[Extracted records]
-.-.-
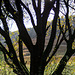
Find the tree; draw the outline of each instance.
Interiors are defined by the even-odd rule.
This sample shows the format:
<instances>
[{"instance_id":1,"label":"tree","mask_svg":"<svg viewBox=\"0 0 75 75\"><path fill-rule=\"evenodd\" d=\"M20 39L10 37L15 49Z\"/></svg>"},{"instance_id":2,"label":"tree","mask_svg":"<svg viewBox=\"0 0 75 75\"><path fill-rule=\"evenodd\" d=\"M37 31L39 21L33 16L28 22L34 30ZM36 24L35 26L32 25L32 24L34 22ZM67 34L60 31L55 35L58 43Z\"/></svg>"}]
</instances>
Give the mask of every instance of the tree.
<instances>
[{"instance_id":1,"label":"tree","mask_svg":"<svg viewBox=\"0 0 75 75\"><path fill-rule=\"evenodd\" d=\"M51 58L57 52L60 44L63 40L67 43L67 52L59 62L57 69L53 72L52 75L61 75L66 63L70 59L70 57L75 53L75 49L72 49L72 43L75 38L75 29L71 31L71 26L69 24L69 7L74 9L69 5L70 0L44 0L43 11L41 12L41 1L42 0L31 0L30 3L24 3L22 0L1 0L0 2L0 19L3 23L4 29L0 27L0 34L5 38L5 43L8 46L6 49L3 44L0 42L1 51L4 54L4 58L6 63L13 68L13 71L17 75L43 75L45 66L49 63ZM65 8L67 10L65 15L65 29L60 25L60 16L59 12L62 3L65 4ZM29 4L32 4L33 9L35 11L37 25L35 25L33 15L30 11ZM64 9L64 6L62 6ZM36 44L32 43L32 40L27 32L27 29L24 25L23 16L24 10L26 10L30 16L31 23L37 35ZM50 11L54 11L54 18L52 21L52 29L51 35L49 38L49 43L45 48L45 37L46 32L49 29L49 26L46 26L48 16L50 15ZM65 12L61 12L65 14ZM17 53L12 44L11 38L9 36L9 27L7 23L7 17L10 17L16 22L19 31L19 59L17 57ZM57 30L57 22L59 23L60 33L57 38L57 42L53 49L53 44L56 37ZM67 28L68 27L68 28ZM68 37L66 37L66 32L68 31ZM62 34L62 35L61 35ZM26 62L24 61L23 56L23 43L26 45L30 52L30 72L26 67ZM53 51L53 52L52 52ZM52 52L52 53L51 53ZM51 55L50 55L51 53ZM9 59L11 61L9 61ZM66 63L65 63L66 62Z\"/></svg>"}]
</instances>

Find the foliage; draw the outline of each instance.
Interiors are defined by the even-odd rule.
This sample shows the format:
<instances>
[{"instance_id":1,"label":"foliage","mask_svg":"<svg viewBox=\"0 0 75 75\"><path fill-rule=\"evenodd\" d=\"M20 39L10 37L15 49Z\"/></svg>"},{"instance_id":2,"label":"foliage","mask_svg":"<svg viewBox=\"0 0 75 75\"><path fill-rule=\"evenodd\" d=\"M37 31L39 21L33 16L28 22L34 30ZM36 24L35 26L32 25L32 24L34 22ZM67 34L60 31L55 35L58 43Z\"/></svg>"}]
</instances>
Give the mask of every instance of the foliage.
<instances>
[{"instance_id":1,"label":"foliage","mask_svg":"<svg viewBox=\"0 0 75 75\"><path fill-rule=\"evenodd\" d=\"M3 24L3 28L0 27L0 34L4 37L4 43L7 46L5 47L0 41L0 51L3 52L6 63L13 69L14 73L17 75L44 75L45 67L51 62L52 65L49 66L52 66L52 68L50 69L55 69L51 74L62 75L67 62L75 53L74 19L69 17L70 11L75 10L73 5L73 0L0 1L0 19ZM36 34L35 43L32 42L24 23L25 18L28 20L28 16L25 17L27 14ZM51 14L53 14L52 23L47 24ZM64 17L60 16L60 14ZM8 18L14 20L18 27L18 39L12 39L12 35L10 35ZM71 21L73 24L71 24ZM48 37L48 44L46 44L49 31L50 36ZM66 52L59 63L55 63L55 61L51 60L56 60L54 55L63 41L66 42ZM24 59L23 46L27 47L30 53L30 70L27 68L27 62Z\"/></svg>"}]
</instances>

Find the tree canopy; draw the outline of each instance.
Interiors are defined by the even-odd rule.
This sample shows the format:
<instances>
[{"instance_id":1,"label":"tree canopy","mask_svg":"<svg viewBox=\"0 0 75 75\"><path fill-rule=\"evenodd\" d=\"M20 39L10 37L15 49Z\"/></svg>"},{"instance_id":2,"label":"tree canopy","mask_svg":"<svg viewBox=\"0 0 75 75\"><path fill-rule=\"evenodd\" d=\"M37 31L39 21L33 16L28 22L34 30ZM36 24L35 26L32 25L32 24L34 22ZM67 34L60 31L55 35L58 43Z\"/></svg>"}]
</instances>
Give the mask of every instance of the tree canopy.
<instances>
[{"instance_id":1,"label":"tree canopy","mask_svg":"<svg viewBox=\"0 0 75 75\"><path fill-rule=\"evenodd\" d=\"M43 2L43 4L42 4ZM32 6L32 9L30 7ZM36 20L34 19L33 12ZM53 12L51 12L53 11ZM36 43L33 44L24 19L27 13L36 33ZM53 15L52 23L47 25L48 18ZM64 23L62 17L64 16ZM13 68L17 75L44 75L45 66L49 63L63 41L66 42L66 53L60 60L52 75L62 75L68 60L75 53L75 24L74 18L70 20L70 15L75 15L75 4L73 0L1 0L0 20L3 28L0 27L0 34L4 37L6 48L0 42L0 50L4 54L6 63ZM7 19L13 19L18 27L18 53L14 48L9 35L9 25ZM51 17L50 17L51 19ZM35 23L36 21L36 23ZM73 24L70 23L73 22ZM74 26L74 27L73 27ZM45 38L50 29L50 38L45 48ZM58 38L56 38L59 28ZM55 46L54 42L56 40ZM23 56L23 44L30 52L30 70L26 66ZM54 47L53 47L54 46ZM19 58L19 59L18 59Z\"/></svg>"}]
</instances>

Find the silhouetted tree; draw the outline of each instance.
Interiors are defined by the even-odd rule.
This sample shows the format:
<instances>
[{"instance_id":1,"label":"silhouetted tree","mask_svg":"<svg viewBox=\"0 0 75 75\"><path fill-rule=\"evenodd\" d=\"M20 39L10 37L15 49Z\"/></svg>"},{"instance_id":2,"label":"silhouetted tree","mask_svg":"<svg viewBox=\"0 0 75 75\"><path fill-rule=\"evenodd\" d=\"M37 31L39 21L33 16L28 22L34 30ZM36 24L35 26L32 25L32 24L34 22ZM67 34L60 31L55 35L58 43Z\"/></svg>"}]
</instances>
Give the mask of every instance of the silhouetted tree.
<instances>
[{"instance_id":1,"label":"silhouetted tree","mask_svg":"<svg viewBox=\"0 0 75 75\"><path fill-rule=\"evenodd\" d=\"M70 0L44 0L43 11L41 10L41 2L42 0L31 0L30 3L25 3L23 0L1 0L0 1L0 19L3 23L3 28L0 27L0 34L5 38L5 43L8 46L6 49L3 44L0 42L0 50L4 54L4 58L6 63L13 68L13 71L17 75L43 75L45 66L49 63L51 58L57 52L60 44L63 40L67 43L67 51L61 61L59 62L56 70L53 72L52 75L61 75L66 63L70 59L70 57L75 53L75 49L72 49L72 43L75 39L75 29L72 31L70 23L69 23L69 7L74 9L69 5ZM60 25L60 8L64 3L65 7L62 8L66 9L65 12L61 12L65 14L65 30L63 26ZM33 9L35 11L37 25L35 25L35 20L33 19L33 15L30 11L29 4L32 4ZM36 32L36 44L32 43L32 40L27 32L27 29L24 25L24 10L30 16L31 23L33 28ZM52 21L52 29L51 35L49 38L49 42L47 47L45 48L45 38L46 32L49 29L49 26L46 26L48 17L50 15L51 10L54 12L54 18ZM9 36L9 27L7 23L7 17L10 17L16 22L19 31L19 59L16 53L16 50L12 44L11 38ZM53 49L53 44L56 37L56 30L57 30L57 22L59 23L60 32L58 35L57 42ZM67 28L68 27L68 28ZM66 36L66 32L68 31L68 36ZM61 35L62 34L62 35ZM26 62L24 61L23 56L23 47L22 43L26 45L30 52L30 71L26 67ZM53 50L53 52L52 52ZM51 53L52 52L52 53ZM51 54L50 54L51 53ZM9 59L11 61L9 61Z\"/></svg>"}]
</instances>

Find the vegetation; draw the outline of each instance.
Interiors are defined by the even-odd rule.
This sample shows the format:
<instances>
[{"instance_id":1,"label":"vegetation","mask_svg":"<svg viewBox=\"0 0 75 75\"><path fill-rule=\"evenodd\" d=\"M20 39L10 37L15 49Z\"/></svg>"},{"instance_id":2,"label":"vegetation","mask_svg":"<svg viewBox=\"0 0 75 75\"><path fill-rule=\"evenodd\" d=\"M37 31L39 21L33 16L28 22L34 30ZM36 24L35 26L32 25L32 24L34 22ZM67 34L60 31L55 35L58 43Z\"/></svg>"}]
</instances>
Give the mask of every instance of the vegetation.
<instances>
[{"instance_id":1,"label":"vegetation","mask_svg":"<svg viewBox=\"0 0 75 75\"><path fill-rule=\"evenodd\" d=\"M30 5L35 11L34 14L36 15L37 24L35 24ZM44 0L42 11L42 0L1 0L0 19L3 23L3 28L0 27L0 34L5 39L4 43L6 44L6 47L0 41L0 51L2 51L4 60L13 69L15 74L44 75L46 66L49 63L54 63L49 69L49 74L64 74L65 66L75 53L75 24L74 18L70 19L69 17L71 10L75 10L73 5L73 0ZM51 11L53 11L53 13L50 13ZM32 26L36 33L37 37L35 43L32 42L24 24L24 18L25 15L27 15L25 13L29 14ZM64 16L64 23L61 20L60 13ZM47 25L47 20L51 14L53 14L53 21L51 24ZM8 18L14 20L18 27L18 39L13 39L13 41L17 41L17 43L11 41ZM73 24L71 24L70 21L72 21ZM50 37L47 46L45 46L47 31L49 29L51 30ZM66 42L66 52L59 62L55 63L51 60L56 60L55 54L63 41ZM18 47L17 49L15 44ZM27 61L24 59L23 46L27 47L30 52L29 69L27 68Z\"/></svg>"}]
</instances>

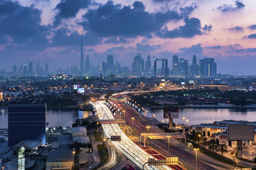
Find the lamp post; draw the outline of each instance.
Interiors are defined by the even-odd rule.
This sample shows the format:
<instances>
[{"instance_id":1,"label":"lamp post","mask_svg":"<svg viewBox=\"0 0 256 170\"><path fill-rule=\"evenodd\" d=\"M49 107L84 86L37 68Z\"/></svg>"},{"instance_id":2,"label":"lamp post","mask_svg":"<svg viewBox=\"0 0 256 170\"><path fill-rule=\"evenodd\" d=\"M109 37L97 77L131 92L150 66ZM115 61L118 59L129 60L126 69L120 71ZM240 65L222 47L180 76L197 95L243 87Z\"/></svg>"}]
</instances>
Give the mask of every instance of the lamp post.
<instances>
[{"instance_id":1,"label":"lamp post","mask_svg":"<svg viewBox=\"0 0 256 170\"><path fill-rule=\"evenodd\" d=\"M131 118L132 125L134 125L134 119L135 119L134 117L132 117L132 118Z\"/></svg>"},{"instance_id":2,"label":"lamp post","mask_svg":"<svg viewBox=\"0 0 256 170\"><path fill-rule=\"evenodd\" d=\"M233 160L233 165L234 165L234 167L235 167L235 146L234 145L233 145L232 146L232 147L233 147L233 149L234 149L234 154L233 154L233 156L234 156L234 160Z\"/></svg>"},{"instance_id":3,"label":"lamp post","mask_svg":"<svg viewBox=\"0 0 256 170\"><path fill-rule=\"evenodd\" d=\"M162 119L162 131L164 131L164 120Z\"/></svg>"},{"instance_id":4,"label":"lamp post","mask_svg":"<svg viewBox=\"0 0 256 170\"><path fill-rule=\"evenodd\" d=\"M168 151L170 151L170 136L167 136L168 138Z\"/></svg>"},{"instance_id":5,"label":"lamp post","mask_svg":"<svg viewBox=\"0 0 256 170\"><path fill-rule=\"evenodd\" d=\"M198 151L199 151L199 149L195 148L194 150L195 151L195 165L196 168L198 169Z\"/></svg>"},{"instance_id":6,"label":"lamp post","mask_svg":"<svg viewBox=\"0 0 256 170\"><path fill-rule=\"evenodd\" d=\"M153 114L152 116L153 116L153 124L156 125L156 123L155 123L155 121L156 121L156 114Z\"/></svg>"},{"instance_id":7,"label":"lamp post","mask_svg":"<svg viewBox=\"0 0 256 170\"><path fill-rule=\"evenodd\" d=\"M75 167L75 161L74 161L74 155L76 154L76 151L73 151L72 154L73 154L73 161L74 161L74 167Z\"/></svg>"}]
</instances>

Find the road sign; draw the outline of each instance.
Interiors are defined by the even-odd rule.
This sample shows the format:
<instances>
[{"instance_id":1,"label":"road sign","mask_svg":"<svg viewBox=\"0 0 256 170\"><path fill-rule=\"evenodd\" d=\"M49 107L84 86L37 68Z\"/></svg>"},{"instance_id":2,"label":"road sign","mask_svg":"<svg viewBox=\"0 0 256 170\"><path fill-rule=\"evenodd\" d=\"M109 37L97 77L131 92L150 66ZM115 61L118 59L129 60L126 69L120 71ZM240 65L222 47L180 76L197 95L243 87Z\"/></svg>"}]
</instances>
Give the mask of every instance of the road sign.
<instances>
[{"instance_id":1,"label":"road sign","mask_svg":"<svg viewBox=\"0 0 256 170\"><path fill-rule=\"evenodd\" d=\"M121 141L121 136L111 136L110 140L111 141Z\"/></svg>"},{"instance_id":2,"label":"road sign","mask_svg":"<svg viewBox=\"0 0 256 170\"><path fill-rule=\"evenodd\" d=\"M178 164L178 161L179 161L178 157L167 157L166 158L166 162L167 162L166 165L175 165Z\"/></svg>"},{"instance_id":3,"label":"road sign","mask_svg":"<svg viewBox=\"0 0 256 170\"><path fill-rule=\"evenodd\" d=\"M164 118L179 118L179 108L178 107L164 107Z\"/></svg>"}]
</instances>

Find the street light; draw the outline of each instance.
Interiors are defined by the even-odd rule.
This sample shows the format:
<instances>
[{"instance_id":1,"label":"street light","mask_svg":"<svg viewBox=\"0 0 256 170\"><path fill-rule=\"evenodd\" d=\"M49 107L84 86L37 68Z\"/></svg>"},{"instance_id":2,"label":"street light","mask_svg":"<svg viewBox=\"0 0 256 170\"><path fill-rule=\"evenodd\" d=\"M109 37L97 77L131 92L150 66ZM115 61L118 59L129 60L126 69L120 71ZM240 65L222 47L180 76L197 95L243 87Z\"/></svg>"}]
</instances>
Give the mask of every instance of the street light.
<instances>
[{"instance_id":1,"label":"street light","mask_svg":"<svg viewBox=\"0 0 256 170\"><path fill-rule=\"evenodd\" d=\"M234 156L234 160L233 160L233 165L234 165L234 167L235 167L235 146L234 145L233 145L232 146L232 147L233 147L233 149L234 149L234 154L233 154L233 156Z\"/></svg>"},{"instance_id":2,"label":"street light","mask_svg":"<svg viewBox=\"0 0 256 170\"><path fill-rule=\"evenodd\" d=\"M135 119L134 117L132 117L132 118L131 118L132 125L134 125L134 119Z\"/></svg>"},{"instance_id":3,"label":"street light","mask_svg":"<svg viewBox=\"0 0 256 170\"><path fill-rule=\"evenodd\" d=\"M164 131L164 119L162 119L162 131Z\"/></svg>"},{"instance_id":4,"label":"street light","mask_svg":"<svg viewBox=\"0 0 256 170\"><path fill-rule=\"evenodd\" d=\"M195 165L198 169L198 151L199 151L198 148L195 148L194 150L195 151Z\"/></svg>"},{"instance_id":5,"label":"street light","mask_svg":"<svg viewBox=\"0 0 256 170\"><path fill-rule=\"evenodd\" d=\"M75 167L75 162L74 162L74 155L76 154L76 151L73 151L72 154L73 154L73 161L74 161L74 167Z\"/></svg>"},{"instance_id":6,"label":"street light","mask_svg":"<svg viewBox=\"0 0 256 170\"><path fill-rule=\"evenodd\" d=\"M170 151L170 136L167 136L168 138L168 151Z\"/></svg>"}]
</instances>

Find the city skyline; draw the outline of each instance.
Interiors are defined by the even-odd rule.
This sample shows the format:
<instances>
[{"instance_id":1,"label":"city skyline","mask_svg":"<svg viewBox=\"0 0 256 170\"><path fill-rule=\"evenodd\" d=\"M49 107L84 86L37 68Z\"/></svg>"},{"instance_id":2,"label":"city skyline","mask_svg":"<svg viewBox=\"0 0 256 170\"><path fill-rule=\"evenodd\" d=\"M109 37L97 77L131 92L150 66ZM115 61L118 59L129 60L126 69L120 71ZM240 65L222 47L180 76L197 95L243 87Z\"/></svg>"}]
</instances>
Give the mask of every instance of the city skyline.
<instances>
[{"instance_id":1,"label":"city skyline","mask_svg":"<svg viewBox=\"0 0 256 170\"><path fill-rule=\"evenodd\" d=\"M189 62L196 55L215 58L217 73L255 75L255 5L250 1L1 1L7 10L0 20L5 25L0 30L0 69L10 71L17 65L18 70L30 58L41 66L47 62L50 71L80 66L83 50L84 62L88 56L101 66L113 55L114 64L131 70L138 49L145 61L149 53L169 56L171 66L173 55ZM125 11L129 19L118 21Z\"/></svg>"}]
</instances>

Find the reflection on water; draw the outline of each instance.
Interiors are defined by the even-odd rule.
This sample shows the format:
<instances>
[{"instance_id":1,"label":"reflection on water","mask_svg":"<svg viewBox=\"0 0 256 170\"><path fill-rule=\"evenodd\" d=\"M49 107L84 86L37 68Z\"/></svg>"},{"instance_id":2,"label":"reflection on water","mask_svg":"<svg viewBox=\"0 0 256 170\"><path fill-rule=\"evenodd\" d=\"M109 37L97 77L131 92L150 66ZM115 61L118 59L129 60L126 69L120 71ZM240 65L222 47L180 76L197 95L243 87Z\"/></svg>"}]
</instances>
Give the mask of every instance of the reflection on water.
<instances>
[{"instance_id":1,"label":"reflection on water","mask_svg":"<svg viewBox=\"0 0 256 170\"><path fill-rule=\"evenodd\" d=\"M156 115L158 121L162 122L164 119L165 123L168 122L167 119L163 119L162 109L149 109L147 115L148 117L153 117ZM186 123L188 119L189 125L197 125L202 123L213 123L215 121L235 120L235 121L256 121L255 109L227 109L227 108L181 108L179 110L180 115L178 119L173 121L177 123ZM184 117L184 119L183 119Z\"/></svg>"},{"instance_id":2,"label":"reflection on water","mask_svg":"<svg viewBox=\"0 0 256 170\"><path fill-rule=\"evenodd\" d=\"M77 119L86 118L91 115L89 111L70 110L48 110L46 120L49 127L72 126ZM0 128L8 127L8 110L0 110Z\"/></svg>"}]
</instances>

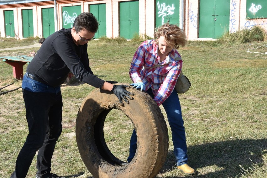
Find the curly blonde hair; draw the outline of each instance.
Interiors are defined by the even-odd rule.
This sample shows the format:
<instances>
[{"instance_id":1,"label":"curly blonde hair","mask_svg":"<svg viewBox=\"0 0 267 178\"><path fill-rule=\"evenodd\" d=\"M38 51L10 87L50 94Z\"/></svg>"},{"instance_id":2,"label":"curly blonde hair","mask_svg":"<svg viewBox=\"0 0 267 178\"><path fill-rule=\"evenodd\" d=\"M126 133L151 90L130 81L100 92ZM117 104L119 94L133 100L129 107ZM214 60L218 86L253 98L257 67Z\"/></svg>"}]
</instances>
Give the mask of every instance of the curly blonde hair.
<instances>
[{"instance_id":1,"label":"curly blonde hair","mask_svg":"<svg viewBox=\"0 0 267 178\"><path fill-rule=\"evenodd\" d=\"M178 49L179 46L184 46L187 40L185 33L175 25L170 24L169 23L156 28L154 33L155 41L159 44L159 39L163 36L167 45L173 48Z\"/></svg>"}]
</instances>

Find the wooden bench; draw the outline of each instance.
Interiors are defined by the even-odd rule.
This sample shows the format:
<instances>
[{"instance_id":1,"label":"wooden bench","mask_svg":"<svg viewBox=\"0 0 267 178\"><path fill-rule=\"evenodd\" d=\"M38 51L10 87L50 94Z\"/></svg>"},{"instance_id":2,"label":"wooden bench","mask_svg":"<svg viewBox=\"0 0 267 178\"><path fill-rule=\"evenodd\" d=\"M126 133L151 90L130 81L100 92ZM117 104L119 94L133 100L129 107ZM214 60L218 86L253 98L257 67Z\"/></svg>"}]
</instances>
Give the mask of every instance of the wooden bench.
<instances>
[{"instance_id":1,"label":"wooden bench","mask_svg":"<svg viewBox=\"0 0 267 178\"><path fill-rule=\"evenodd\" d=\"M18 80L22 80L23 78L23 65L29 64L33 57L26 55L16 55L14 56L0 57L3 61L13 67L13 76Z\"/></svg>"},{"instance_id":2,"label":"wooden bench","mask_svg":"<svg viewBox=\"0 0 267 178\"><path fill-rule=\"evenodd\" d=\"M29 64L33 57L24 55L14 56L0 57L3 61L6 62L13 67L13 76L18 80L22 80L23 78L23 65L26 64ZM68 76L69 80L73 76L73 74L70 72Z\"/></svg>"}]
</instances>

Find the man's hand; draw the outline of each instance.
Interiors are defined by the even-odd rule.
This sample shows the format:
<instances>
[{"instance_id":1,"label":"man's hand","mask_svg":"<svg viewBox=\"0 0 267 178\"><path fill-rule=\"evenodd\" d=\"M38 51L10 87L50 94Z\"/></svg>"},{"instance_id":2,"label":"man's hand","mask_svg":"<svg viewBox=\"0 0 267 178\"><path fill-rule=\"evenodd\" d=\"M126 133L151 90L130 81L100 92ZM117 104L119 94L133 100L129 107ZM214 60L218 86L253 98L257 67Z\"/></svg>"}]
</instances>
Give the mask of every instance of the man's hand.
<instances>
[{"instance_id":1,"label":"man's hand","mask_svg":"<svg viewBox=\"0 0 267 178\"><path fill-rule=\"evenodd\" d=\"M143 82L138 82L137 83L131 83L130 84L130 85L133 86L134 88L136 89L140 88L141 91L145 90L145 86Z\"/></svg>"},{"instance_id":2,"label":"man's hand","mask_svg":"<svg viewBox=\"0 0 267 178\"><path fill-rule=\"evenodd\" d=\"M127 103L129 103L126 97L132 99L132 97L129 96L128 95L133 95L134 94L126 90L125 88L129 87L129 86L125 85L115 85L113 86L113 88L111 90L111 92L114 93L119 99L119 101L121 103L122 103L122 99L123 99Z\"/></svg>"}]
</instances>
-.-.-
### INSTRUCTION
Copy the records word for word, starting at the line that contains "Find the wooden" and ending at the last line of the records, with both of those lines included.

### TASK RESULT
Find the wooden bench; draw the outline of each instance.
Interiors are defined by the even-odd rule.
This sample shows the format:
<instances>
[{"instance_id":1,"label":"wooden bench","mask_svg":"<svg viewBox=\"0 0 267 178\"><path fill-rule=\"evenodd\" d=\"M38 51L10 87L50 94Z\"/></svg>"},{"instance_id":2,"label":"wooden bench","mask_svg":"<svg viewBox=\"0 0 267 178\"><path fill-rule=\"evenodd\" d=\"M126 133L151 90L130 81L100 92ZM117 104L119 94L133 100L129 107ZM214 60L218 86L253 98L257 67Z\"/></svg>"}]
</instances>
Give the mask of every instance of the wooden bench.
<instances>
[{"instance_id":1,"label":"wooden bench","mask_svg":"<svg viewBox=\"0 0 267 178\"><path fill-rule=\"evenodd\" d=\"M18 80L22 80L23 78L23 65L29 64L33 57L26 55L16 55L14 56L0 57L3 61L13 67L13 76Z\"/></svg>"},{"instance_id":2,"label":"wooden bench","mask_svg":"<svg viewBox=\"0 0 267 178\"><path fill-rule=\"evenodd\" d=\"M29 64L33 57L24 55L14 56L0 57L3 61L6 62L13 67L13 76L18 80L22 80L23 78L23 65L26 64ZM68 76L69 80L73 76L73 74L70 72Z\"/></svg>"}]
</instances>

Find the man's hand; draw the outline of each instance.
Interiors are defined by the even-odd rule.
This sample shows the format:
<instances>
[{"instance_id":1,"label":"man's hand","mask_svg":"<svg viewBox=\"0 0 267 178\"><path fill-rule=\"evenodd\" d=\"M38 51L10 87L50 94Z\"/></svg>"},{"instance_id":2,"label":"man's hand","mask_svg":"<svg viewBox=\"0 0 267 178\"><path fill-rule=\"evenodd\" d=\"M126 133L151 90L130 81L100 92ZM117 104L119 94L133 100L129 107ZM214 60L218 86L253 98L257 67Z\"/></svg>"}]
</instances>
Give the mask of every instance of the man's hand.
<instances>
[{"instance_id":1,"label":"man's hand","mask_svg":"<svg viewBox=\"0 0 267 178\"><path fill-rule=\"evenodd\" d=\"M143 82L138 82L137 83L131 83L130 84L130 85L133 86L134 88L136 89L140 88L141 91L145 90L145 86Z\"/></svg>"},{"instance_id":2,"label":"man's hand","mask_svg":"<svg viewBox=\"0 0 267 178\"><path fill-rule=\"evenodd\" d=\"M127 103L129 103L126 97L132 99L132 97L129 96L128 95L133 95L134 94L126 90L125 88L129 87L129 86L125 85L115 85L113 86L113 88L111 90L111 92L114 93L119 99L119 101L121 103L122 103L122 99L123 99Z\"/></svg>"}]
</instances>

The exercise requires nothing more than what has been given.